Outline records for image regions
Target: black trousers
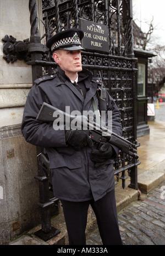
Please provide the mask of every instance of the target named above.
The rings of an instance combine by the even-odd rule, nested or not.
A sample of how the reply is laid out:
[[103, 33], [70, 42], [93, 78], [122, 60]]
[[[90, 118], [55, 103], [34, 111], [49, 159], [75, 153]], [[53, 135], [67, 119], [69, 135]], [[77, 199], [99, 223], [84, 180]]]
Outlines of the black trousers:
[[114, 190], [95, 202], [61, 200], [70, 245], [85, 245], [87, 210], [91, 205], [96, 217], [103, 245], [122, 245]]

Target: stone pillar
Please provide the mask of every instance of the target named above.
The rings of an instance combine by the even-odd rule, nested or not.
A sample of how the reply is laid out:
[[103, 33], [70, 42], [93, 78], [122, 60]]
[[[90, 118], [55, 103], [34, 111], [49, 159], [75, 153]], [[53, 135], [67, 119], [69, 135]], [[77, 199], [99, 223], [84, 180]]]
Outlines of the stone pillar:
[[[38, 2], [41, 7], [41, 0]], [[17, 41], [30, 38], [29, 1], [1, 0], [0, 10], [0, 244], [7, 244], [37, 224], [40, 212], [34, 178], [37, 174], [36, 149], [25, 142], [20, 130], [32, 86], [31, 67], [23, 60], [7, 63], [2, 41], [6, 35]]]

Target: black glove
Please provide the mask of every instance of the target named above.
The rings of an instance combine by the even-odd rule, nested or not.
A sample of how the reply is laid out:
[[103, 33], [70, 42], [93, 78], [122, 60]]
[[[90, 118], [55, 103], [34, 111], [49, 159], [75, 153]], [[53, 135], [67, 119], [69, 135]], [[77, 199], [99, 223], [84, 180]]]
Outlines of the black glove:
[[[109, 159], [114, 154], [114, 151], [110, 144], [106, 142], [103, 144], [99, 150], [93, 149], [91, 152], [91, 159], [95, 161], [97, 164], [102, 164], [107, 159]], [[95, 165], [97, 167], [99, 164]]]
[[87, 134], [82, 130], [68, 130], [65, 132], [66, 142], [76, 151], [87, 146], [92, 147], [93, 142]]

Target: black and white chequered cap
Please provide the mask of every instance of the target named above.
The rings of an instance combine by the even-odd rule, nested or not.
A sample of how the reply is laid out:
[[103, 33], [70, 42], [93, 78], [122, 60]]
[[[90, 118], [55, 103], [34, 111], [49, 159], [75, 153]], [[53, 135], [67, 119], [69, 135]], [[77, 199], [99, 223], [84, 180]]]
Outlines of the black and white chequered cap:
[[51, 38], [46, 46], [53, 52], [58, 49], [67, 50], [83, 49], [80, 40], [84, 32], [79, 29], [73, 28], [62, 31]]

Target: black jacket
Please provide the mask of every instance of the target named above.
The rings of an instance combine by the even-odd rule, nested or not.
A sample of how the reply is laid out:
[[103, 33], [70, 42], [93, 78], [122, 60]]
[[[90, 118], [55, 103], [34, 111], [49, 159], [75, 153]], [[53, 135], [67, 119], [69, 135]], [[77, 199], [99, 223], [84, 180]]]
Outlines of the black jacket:
[[[92, 80], [92, 74], [83, 69], [79, 73], [79, 81], [86, 88], [85, 99], [71, 83], [64, 72], [37, 79], [28, 95], [21, 126], [26, 140], [36, 146], [43, 147], [48, 154], [52, 171], [53, 192], [58, 198], [72, 201], [83, 201], [92, 198], [101, 198], [114, 187], [113, 159], [107, 160], [99, 168], [90, 159], [92, 148], [85, 147], [76, 151], [65, 143], [64, 129], [54, 130], [52, 124], [41, 123], [36, 120], [43, 102], [70, 112], [78, 110], [92, 110], [92, 98], [98, 102], [96, 92], [98, 82]], [[112, 130], [121, 135], [120, 113], [112, 98], [107, 95], [108, 110], [112, 111]], [[96, 148], [96, 146], [94, 146]], [[116, 155], [119, 149], [113, 146]]]

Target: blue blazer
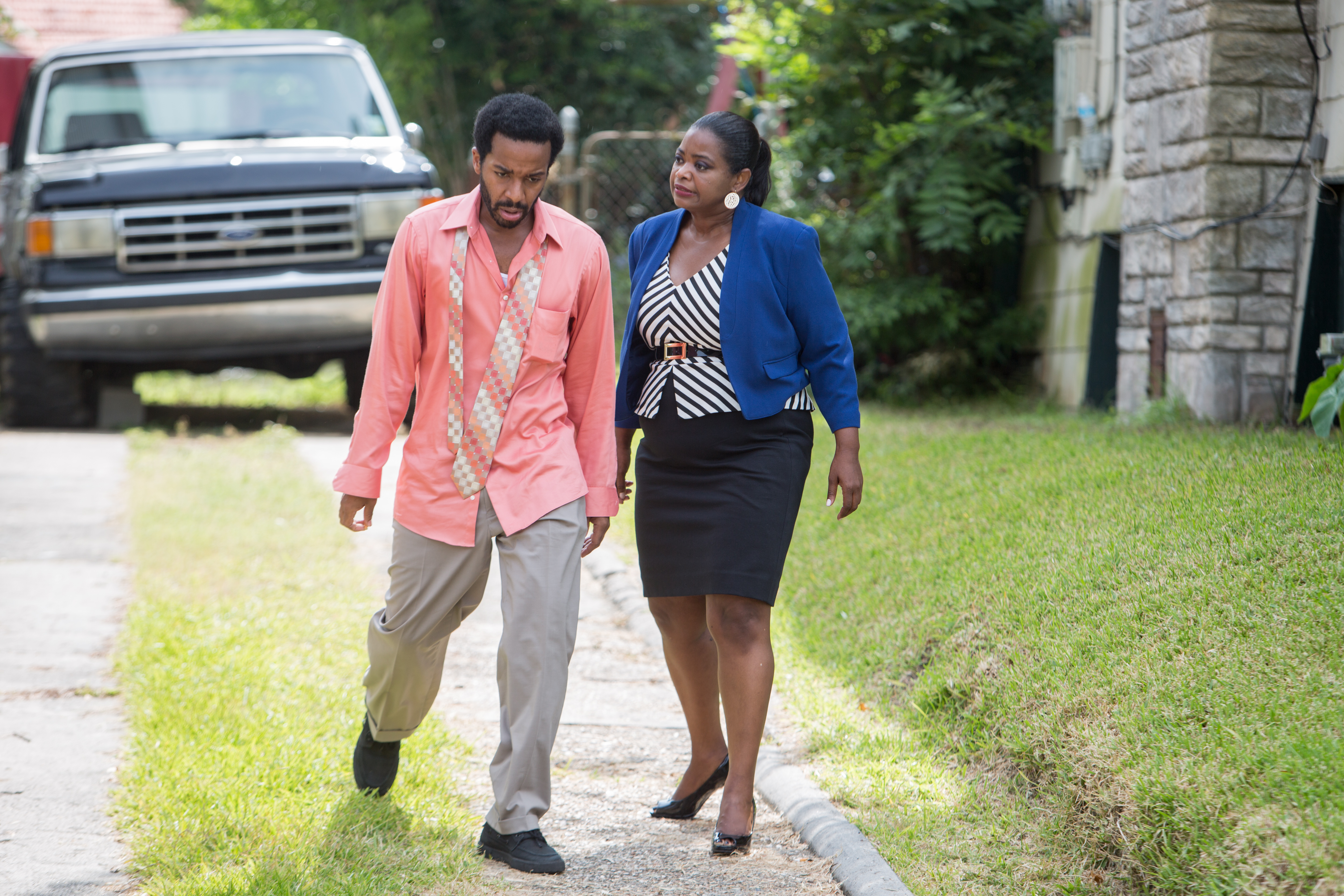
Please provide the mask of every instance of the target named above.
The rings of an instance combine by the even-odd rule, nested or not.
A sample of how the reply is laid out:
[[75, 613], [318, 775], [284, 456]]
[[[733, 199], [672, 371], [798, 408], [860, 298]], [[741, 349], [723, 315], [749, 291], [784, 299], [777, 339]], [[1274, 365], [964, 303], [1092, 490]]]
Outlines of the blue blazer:
[[[638, 429], [634, 407], [659, 360], [634, 322], [649, 281], [672, 250], [683, 215], [650, 218], [630, 234], [630, 312], [625, 318], [616, 424]], [[773, 416], [808, 383], [831, 430], [859, 426], [859, 380], [849, 328], [821, 266], [817, 231], [742, 203], [719, 297], [723, 363], [749, 420]]]

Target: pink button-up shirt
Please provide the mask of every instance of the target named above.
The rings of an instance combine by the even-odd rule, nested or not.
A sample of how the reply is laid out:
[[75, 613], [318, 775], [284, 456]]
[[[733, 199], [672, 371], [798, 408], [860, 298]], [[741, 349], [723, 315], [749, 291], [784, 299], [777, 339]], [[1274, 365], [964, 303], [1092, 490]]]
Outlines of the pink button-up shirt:
[[[589, 516], [616, 516], [616, 348], [612, 271], [601, 238], [538, 201], [535, 223], [509, 265], [512, 285], [550, 238], [542, 289], [495, 446], [485, 490], [505, 535], [581, 497]], [[337, 492], [376, 498], [383, 465], [417, 390], [402, 451], [395, 519], [429, 539], [469, 547], [480, 501], [453, 484], [448, 445], [448, 269], [453, 231], [466, 227], [461, 407], [470, 414], [508, 296], [480, 219], [480, 189], [413, 212], [396, 234], [374, 312], [368, 372]]]

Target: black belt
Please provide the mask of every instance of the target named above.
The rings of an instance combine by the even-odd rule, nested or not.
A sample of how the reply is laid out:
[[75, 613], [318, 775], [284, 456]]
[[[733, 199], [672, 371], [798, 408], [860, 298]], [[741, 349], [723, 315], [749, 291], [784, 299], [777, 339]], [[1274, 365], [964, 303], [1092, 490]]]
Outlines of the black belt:
[[699, 348], [698, 345], [688, 345], [687, 343], [663, 343], [663, 360], [664, 361], [680, 361], [687, 357], [723, 357], [723, 352], [715, 348]]

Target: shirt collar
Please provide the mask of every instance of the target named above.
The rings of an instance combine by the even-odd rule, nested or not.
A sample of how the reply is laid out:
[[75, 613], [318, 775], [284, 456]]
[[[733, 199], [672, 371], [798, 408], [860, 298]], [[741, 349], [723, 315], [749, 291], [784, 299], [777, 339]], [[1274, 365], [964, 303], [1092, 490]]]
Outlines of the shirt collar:
[[[457, 203], [457, 208], [452, 211], [441, 230], [465, 227], [468, 238], [476, 236], [476, 231], [481, 228], [480, 215], [481, 188], [477, 185], [466, 195], [466, 199]], [[550, 238], [556, 246], [560, 246], [563, 240], [560, 239], [562, 228], [558, 227], [559, 223], [558, 216], [551, 211], [548, 203], [539, 199], [532, 204], [532, 235], [536, 236], [538, 244]]]

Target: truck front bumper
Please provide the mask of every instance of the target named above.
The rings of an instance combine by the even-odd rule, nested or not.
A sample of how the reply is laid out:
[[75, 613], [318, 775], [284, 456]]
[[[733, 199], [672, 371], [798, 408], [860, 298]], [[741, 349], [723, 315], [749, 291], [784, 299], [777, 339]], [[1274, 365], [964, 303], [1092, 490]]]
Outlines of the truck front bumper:
[[55, 359], [156, 361], [368, 345], [382, 270], [27, 290], [28, 330]]

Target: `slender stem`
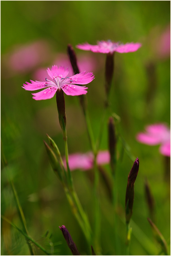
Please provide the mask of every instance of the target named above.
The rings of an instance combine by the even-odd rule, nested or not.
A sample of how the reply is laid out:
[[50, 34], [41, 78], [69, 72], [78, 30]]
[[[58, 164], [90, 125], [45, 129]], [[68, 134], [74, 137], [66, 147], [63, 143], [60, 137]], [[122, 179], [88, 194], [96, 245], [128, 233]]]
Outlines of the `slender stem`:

» **What the task requires**
Repeat all of the lines above word for word, omitting the pictures.

» **The reply**
Target: black trousers
Please provide the mask of every instance of the target named above.
The rings of an instance combine by the even-odd rule, nested or not.
A sample of how the reply is laid out:
[[103, 33], [70, 42], [93, 78], [122, 60]]
[[[90, 118], [55, 103], [34, 111], [49, 159], [75, 153]], [[53, 135], [67, 119], [69, 135]], [[77, 199], [99, 223], [84, 180]]]
Outlines of the black trousers:
[[114, 190], [95, 202], [61, 200], [70, 245], [85, 245], [87, 210], [91, 205], [96, 217], [103, 245], [122, 245]]

Target: stone pillar
Please provide the mask of every instance of the target named above.
The rings of an instance combine by the even-odd rule, nested or not.
A sample of how the reply is laid out:
[[103, 33], [70, 42], [93, 78], [122, 60]]
[[[90, 118], [55, 103], [34, 111], [49, 159], [75, 153]], [[53, 135], [67, 119], [69, 135]], [[77, 199], [99, 223], [84, 180]]]
Outlines of the stone pillar:
[[[38, 2], [41, 7], [41, 0]], [[17, 41], [30, 38], [29, 1], [1, 0], [0, 10], [0, 244], [7, 244], [37, 224], [40, 212], [34, 178], [37, 174], [36, 149], [25, 142], [20, 130], [32, 86], [31, 67], [23, 60], [7, 63], [2, 41], [6, 35]]]

Target: black glove
Please provide the mask of every instance of the target named above.
The rings of an instance combine by the even-odd rule, nested or not.
A sample of how the reply is laid out:
[[103, 33], [70, 42], [93, 78], [122, 60]]
[[[90, 118], [55, 103], [34, 111], [49, 159], [75, 153]], [[53, 135], [67, 119], [69, 135]], [[77, 199], [99, 223], [84, 180]]]
Outlines of the black glove:
[[[109, 159], [114, 154], [114, 151], [110, 144], [106, 142], [103, 144], [99, 150], [93, 149], [91, 152], [91, 159], [95, 161], [97, 164], [102, 164], [107, 159]], [[95, 165], [97, 167], [99, 164]]]
[[87, 134], [82, 130], [68, 130], [65, 132], [66, 142], [76, 151], [87, 146], [92, 147], [93, 142]]

Target: black and white chequered cap
Please provide the mask of every instance of the target named above.
The rings of an instance combine by the even-odd rule, nested or not.
A sample of how the reply is laid out:
[[103, 33], [70, 42], [93, 78], [122, 60]]
[[[90, 118], [55, 103], [34, 111], [49, 159], [75, 153]], [[53, 135], [67, 119], [69, 135]], [[77, 199], [99, 223], [84, 180]]]
Outlines of the black and white chequered cap:
[[51, 38], [46, 46], [53, 52], [58, 49], [67, 50], [83, 49], [80, 40], [84, 32], [79, 29], [73, 28], [62, 31]]

Target: black jacket
Please provide the mask of every instance of the target named above.
The rings of an instance combine by the even-odd rule, nested or not.
A sample of how the reply is laid out:
[[103, 33], [70, 42], [93, 78], [122, 60]]
[[[90, 118], [55, 103], [34, 111], [49, 159], [75, 153]], [[53, 135], [67, 119], [69, 135]], [[77, 199], [99, 223], [84, 180]]]
Outlines of the black jacket:
[[[92, 80], [92, 74], [83, 69], [79, 73], [79, 81], [86, 88], [85, 99], [71, 83], [64, 72], [37, 79], [28, 95], [21, 126], [26, 140], [36, 146], [43, 147], [48, 154], [52, 171], [53, 192], [58, 198], [72, 201], [83, 201], [92, 198], [101, 198], [114, 187], [113, 159], [107, 160], [99, 168], [90, 159], [92, 148], [85, 147], [76, 151], [65, 143], [64, 129], [54, 130], [52, 124], [41, 123], [36, 120], [43, 102], [70, 112], [78, 110], [92, 110], [92, 98], [98, 102], [96, 92], [98, 82]], [[112, 130], [121, 135], [120, 113], [112, 98], [107, 95], [108, 110], [112, 111]], [[96, 148], [96, 146], [94, 146]], [[116, 155], [119, 149], [113, 146]]]

Target: blue blazer
Please provide the mask of every instance of the target named above.
The rings of an instance combine by the even-odd rule, nested or not.
A sample of how the reply is laid out:
[[75, 613], [318, 775], [284, 456]]
[[[733, 199], [672, 371], [798, 408], [860, 298]], [[741, 349], [723, 315], [749, 291], [784, 299], [777, 339]], [[1274, 365], [964, 303], [1092, 490]]]
Outlines of the blue blazer:
[[[638, 429], [634, 407], [659, 360], [634, 322], [649, 281], [672, 250], [683, 215], [650, 218], [630, 234], [630, 312], [625, 318], [616, 424]], [[773, 416], [808, 383], [831, 430], [859, 426], [859, 380], [849, 328], [821, 266], [817, 231], [742, 203], [719, 297], [723, 363], [749, 420]]]

Target: pink button-up shirt
Please provide the mask of every instance of the target named above.
The rings of an instance combine by the even-odd rule, nested or not.
A sample of how the reply is laid out:
[[75, 613], [318, 775], [284, 456]]
[[[733, 199], [672, 371], [798, 408], [860, 298]], [[741, 349], [723, 315], [749, 291], [784, 299], [777, 339]], [[1274, 365], [964, 303], [1092, 490]]]
Outlines of the pink button-up shirt:
[[[589, 516], [616, 516], [616, 348], [612, 271], [601, 238], [538, 201], [535, 223], [509, 265], [512, 285], [550, 238], [542, 289], [495, 446], [485, 490], [505, 535], [581, 497]], [[337, 492], [376, 498], [383, 465], [417, 390], [402, 451], [395, 519], [429, 539], [469, 547], [480, 501], [453, 484], [448, 445], [448, 269], [453, 231], [466, 227], [461, 407], [470, 414], [508, 296], [480, 219], [480, 189], [413, 212], [396, 234], [374, 312], [368, 372]]]

Target: black belt
Please provide the mask of every instance of the target named above.
The rings of an instance combine by the even-odd rule, nested or not.
A sample of how the reply is laid out:
[[75, 613], [318, 775], [284, 456]]
[[[733, 199], [672, 371], [798, 408], [860, 298]], [[741, 349], [723, 315], [749, 291], [784, 299], [777, 339]], [[1274, 365], [964, 303], [1092, 490]]]
Outlines of the black belt:
[[699, 348], [698, 345], [688, 345], [687, 343], [663, 343], [663, 360], [664, 361], [680, 361], [687, 357], [723, 357], [723, 352], [715, 348]]

Target: shirt collar
Please provide the mask of every instance of the target named above.
The rings of an instance combine by the even-odd rule, nested or not.
A sample of how the reply is laid out:
[[75, 613], [318, 775], [284, 456]]
[[[733, 199], [672, 371], [798, 408], [860, 298]], [[741, 349], [723, 315], [749, 291], [784, 299], [777, 339]], [[1274, 365], [964, 303], [1092, 490]]]
Outlines of the shirt collar:
[[[457, 203], [457, 208], [452, 211], [441, 230], [465, 227], [468, 238], [476, 236], [476, 231], [481, 228], [480, 215], [481, 188], [477, 185], [466, 195], [466, 199]], [[550, 238], [556, 246], [560, 246], [563, 240], [560, 239], [562, 228], [558, 227], [559, 223], [558, 216], [551, 211], [548, 203], [539, 199], [532, 204], [532, 235], [536, 236], [538, 244]]]

Target: truck front bumper
Please provide the mask of every instance of the target named above.
The rings of an instance combine by the even-odd rule, nested or not.
A sample of how the reply is laid out:
[[75, 613], [318, 775], [284, 456]]
[[[733, 199], [672, 371], [798, 408], [860, 298]], [[741, 349], [723, 315], [749, 291], [784, 299], [777, 339]], [[1274, 365], [964, 303], [1092, 490]]]
Outlines of the truck front bumper:
[[55, 359], [156, 361], [368, 345], [382, 270], [27, 290], [28, 330]]

Target: `slender stem`
Please provide the mask of every instance of the target named above.
The rings of an instance combine by the even-odd rule, nested or not.
A sample of how the reply is laid out:
[[50, 34], [41, 78], [69, 72], [78, 30]]
[[[58, 164], [90, 125], [45, 129]], [[68, 134], [74, 137], [66, 147], [63, 143], [60, 137]], [[122, 179], [88, 194], [96, 245], [128, 233]]]
Outlines of the `slender stem`:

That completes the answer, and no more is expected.